Start of DATA TO USE
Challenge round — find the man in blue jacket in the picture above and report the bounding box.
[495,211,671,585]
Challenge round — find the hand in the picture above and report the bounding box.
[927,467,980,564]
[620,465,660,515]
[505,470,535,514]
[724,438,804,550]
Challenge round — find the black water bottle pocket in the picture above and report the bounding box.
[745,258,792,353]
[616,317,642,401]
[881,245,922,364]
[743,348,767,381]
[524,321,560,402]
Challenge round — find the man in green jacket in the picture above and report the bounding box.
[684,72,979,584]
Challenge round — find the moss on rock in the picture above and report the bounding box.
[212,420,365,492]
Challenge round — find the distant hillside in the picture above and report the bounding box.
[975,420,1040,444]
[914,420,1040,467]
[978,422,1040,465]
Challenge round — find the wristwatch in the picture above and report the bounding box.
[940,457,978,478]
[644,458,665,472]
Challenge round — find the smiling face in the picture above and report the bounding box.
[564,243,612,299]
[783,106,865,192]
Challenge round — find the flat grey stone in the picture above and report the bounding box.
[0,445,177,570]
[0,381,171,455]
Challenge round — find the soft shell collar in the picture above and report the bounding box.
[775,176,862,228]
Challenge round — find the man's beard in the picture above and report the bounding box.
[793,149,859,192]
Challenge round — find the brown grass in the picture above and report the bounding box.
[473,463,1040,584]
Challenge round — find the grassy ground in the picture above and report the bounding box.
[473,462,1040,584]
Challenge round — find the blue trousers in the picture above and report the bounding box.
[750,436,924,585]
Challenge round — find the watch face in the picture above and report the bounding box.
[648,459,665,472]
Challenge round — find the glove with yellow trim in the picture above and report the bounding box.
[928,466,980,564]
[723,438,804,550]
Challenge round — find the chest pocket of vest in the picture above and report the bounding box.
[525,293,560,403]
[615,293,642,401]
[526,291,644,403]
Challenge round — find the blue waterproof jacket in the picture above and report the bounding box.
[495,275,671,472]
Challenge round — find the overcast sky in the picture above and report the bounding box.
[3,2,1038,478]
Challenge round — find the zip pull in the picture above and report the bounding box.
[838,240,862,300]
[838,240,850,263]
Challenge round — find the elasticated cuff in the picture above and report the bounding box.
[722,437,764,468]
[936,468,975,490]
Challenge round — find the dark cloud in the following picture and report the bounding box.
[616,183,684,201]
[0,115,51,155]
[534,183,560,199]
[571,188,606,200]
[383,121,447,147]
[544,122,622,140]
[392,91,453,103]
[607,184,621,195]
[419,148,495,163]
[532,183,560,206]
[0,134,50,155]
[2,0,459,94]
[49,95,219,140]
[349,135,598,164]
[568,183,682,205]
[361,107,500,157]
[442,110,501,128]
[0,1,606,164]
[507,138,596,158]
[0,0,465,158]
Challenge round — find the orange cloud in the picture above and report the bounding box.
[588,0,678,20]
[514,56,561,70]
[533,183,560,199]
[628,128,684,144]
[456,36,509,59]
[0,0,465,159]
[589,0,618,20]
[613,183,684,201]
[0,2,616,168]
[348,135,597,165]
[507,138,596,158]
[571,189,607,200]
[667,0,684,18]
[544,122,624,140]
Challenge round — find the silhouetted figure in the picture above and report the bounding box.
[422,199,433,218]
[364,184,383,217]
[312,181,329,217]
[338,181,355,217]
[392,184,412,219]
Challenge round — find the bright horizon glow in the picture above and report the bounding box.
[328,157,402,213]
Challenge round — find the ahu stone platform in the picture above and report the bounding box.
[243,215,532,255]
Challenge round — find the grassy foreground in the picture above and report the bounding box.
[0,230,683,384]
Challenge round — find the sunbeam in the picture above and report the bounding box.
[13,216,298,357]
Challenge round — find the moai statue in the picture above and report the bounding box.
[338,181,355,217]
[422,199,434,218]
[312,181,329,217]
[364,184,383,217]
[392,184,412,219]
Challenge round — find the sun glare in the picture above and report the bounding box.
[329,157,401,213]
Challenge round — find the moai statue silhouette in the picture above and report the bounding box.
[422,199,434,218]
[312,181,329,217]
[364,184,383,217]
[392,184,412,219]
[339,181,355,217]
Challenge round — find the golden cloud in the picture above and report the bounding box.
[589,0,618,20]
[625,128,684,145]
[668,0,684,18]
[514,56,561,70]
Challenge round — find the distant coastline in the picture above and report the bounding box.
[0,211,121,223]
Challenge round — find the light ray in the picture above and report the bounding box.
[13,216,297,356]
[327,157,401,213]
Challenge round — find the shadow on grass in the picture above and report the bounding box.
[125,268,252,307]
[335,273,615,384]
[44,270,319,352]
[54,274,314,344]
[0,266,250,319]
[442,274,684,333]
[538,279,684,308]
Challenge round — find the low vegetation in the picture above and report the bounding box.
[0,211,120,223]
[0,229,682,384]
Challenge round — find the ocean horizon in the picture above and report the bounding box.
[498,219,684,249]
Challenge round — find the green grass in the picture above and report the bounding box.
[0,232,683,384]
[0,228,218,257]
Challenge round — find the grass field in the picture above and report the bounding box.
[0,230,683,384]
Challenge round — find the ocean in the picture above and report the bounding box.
End of DATA TO USE
**TASK DIRECTIONS:**
From the first line to the last, copy the records exactly as they appear above.

**SOLUTION FOR THIS TASK:**
Challenge round — find the man in blue jacket in the picture above and report the bounding box.
[495,211,671,585]
Challenge round — find the hand in the picture above and report the bounding box.
[927,467,980,564]
[620,465,660,515]
[505,470,535,514]
[724,438,804,550]
Challenge round — find the black water bottle pocket in the picture above and report the bounding box.
[745,258,792,353]
[616,317,642,401]
[881,245,922,364]
[743,348,767,381]
[524,321,560,402]
Challenge round — find the man in green jacket in the picture above and report the bounding box.
[684,72,979,584]
Challenge round — find the moss on rock in the picture above and report the bounding box.
[212,420,365,492]
Challenge round — find the distant hillside in the picture above and report the bounding box.
[975,420,1040,444]
[914,420,1040,467]
[978,422,1040,465]
Challenge round — find the wristwatch in the picture above and report the bounding box.
[940,457,978,478]
[644,458,665,472]
Challenge round — find the smiling face in the picture above and report the bounding box.
[564,243,612,299]
[783,106,865,192]
Challenge round — find the flat grey stone in the picture above and report the bounding box.
[0,445,177,570]
[0,381,171,455]
Challenge round — find the soft shell collar in the picture above and report the bounding box.
[775,176,862,228]
Challenge round — find the man's beard in the picture above and report the bounding box.
[793,149,859,192]
Challenge round — find the brown grass in the picture above and report the bounding box.
[473,463,1040,584]
Challenge round — find the grassy ground in the picture above and report the bounding box.
[473,462,1040,584]
Challenge round — find the blue trousers in the picture above and report the bounding box.
[750,436,924,585]
Challenge round — find the watch face in the picture above and report the bounding box.
[648,459,665,472]
Challenge round — find the glove with yellow trim in the picture above and report the bounding box.
[928,466,980,564]
[723,438,804,550]
Challenge round — find the chest pocket of vest in the picture above and report the bounding box.
[525,293,560,403]
[615,293,642,401]
[526,291,644,403]
Challenge round — find the blue waterproof jacket in the picture above and report the bounding box.
[495,275,671,472]
Challenge round — find the overcast sky in the picture above and report the bounding box.
[3,2,1038,478]
Challenge round — find the zip pull in the picture above and report the bounding box.
[838,240,862,300]
[838,240,850,263]
Challenge round — find the elasticated cuff in the picture above and report the bounding box.
[722,437,764,468]
[936,468,975,490]
Challenge round — find the dark cloud in the following picture and report the bounding box.
[616,183,684,201]
[0,115,51,155]
[534,183,560,199]
[571,188,606,200]
[383,121,447,147]
[544,122,622,140]
[392,91,453,103]
[607,184,621,195]
[419,148,495,163]
[532,183,560,206]
[0,134,50,155]
[2,0,459,94]
[49,95,219,140]
[349,135,598,164]
[568,183,682,205]
[361,107,500,157]
[442,110,501,128]
[0,1,606,164]
[507,138,596,158]
[0,0,465,158]
Challenge round — find the orange cloud in the picture above and report the bounding box.
[588,0,678,20]
[514,56,561,70]
[533,183,560,199]
[628,128,684,144]
[456,36,509,59]
[0,0,465,159]
[589,0,618,20]
[613,183,684,201]
[0,2,616,168]
[348,135,597,165]
[507,138,596,158]
[571,189,607,200]
[667,0,684,18]
[544,122,624,140]
Challenge round — find the silhouetted figure in the picture above and report the bounding box.
[422,199,433,218]
[364,184,383,217]
[312,181,329,217]
[338,181,355,217]
[392,184,412,219]
Challenge round — find the bright horizon glow in the picture above and report the bounding box.
[328,157,402,213]
Challenge round — find the ahu stone platform in the picture above and report the bounding box.
[243,215,532,255]
Challenge round — find the grassy foreground in the picture above and report the bounding box.
[0,230,683,384]
Challenge round — find the sunbeam in the picture above and report the bounding box.
[13,216,298,357]
Challenge round — find the moai statue in the picture above and report the bounding box.
[338,181,355,217]
[422,199,434,218]
[312,181,329,217]
[364,184,383,217]
[392,184,412,219]
Challenge round — find the sun glare in the picture above and report the bounding box.
[329,157,401,213]
Challenge round — find the moai statue silhouette in the picture above and report the bounding box.
[422,199,434,218]
[312,181,329,217]
[364,184,383,217]
[392,184,412,219]
[339,181,355,217]
Challenge round — find the golden cloud in the picture above and report the bounding box.
[589,0,618,20]
[625,128,684,145]
[668,0,684,18]
[514,56,561,70]
Challenge round — find the distant coastline in the picture above and report the bounding box.
[0,211,121,223]
Challenge round — find the light ray in the picture above and report the bounding box.
[13,216,297,356]
[327,157,401,213]
Challenge round — find the shadow on grass in the picture above and report the bounding box.
[125,268,252,307]
[335,273,615,384]
[44,270,319,352]
[54,274,314,344]
[0,266,250,319]
[442,274,684,333]
[538,279,684,308]
Challenge round — find the low vegetation in the picture above and report the bounding box.
[0,211,120,223]
[0,229,682,384]
Challenge round — find the ocean horizon in the picture above and report the bounding box.
[498,219,684,249]
Challenge round — find the green grass in the picture above and report the bounding box.
[0,232,683,384]
[0,228,218,257]
Challenge round — find the grass field in the picture above and report the bounding box.
[0,230,683,384]
Challenge round — find the ocean in the picture above and report the bounding box.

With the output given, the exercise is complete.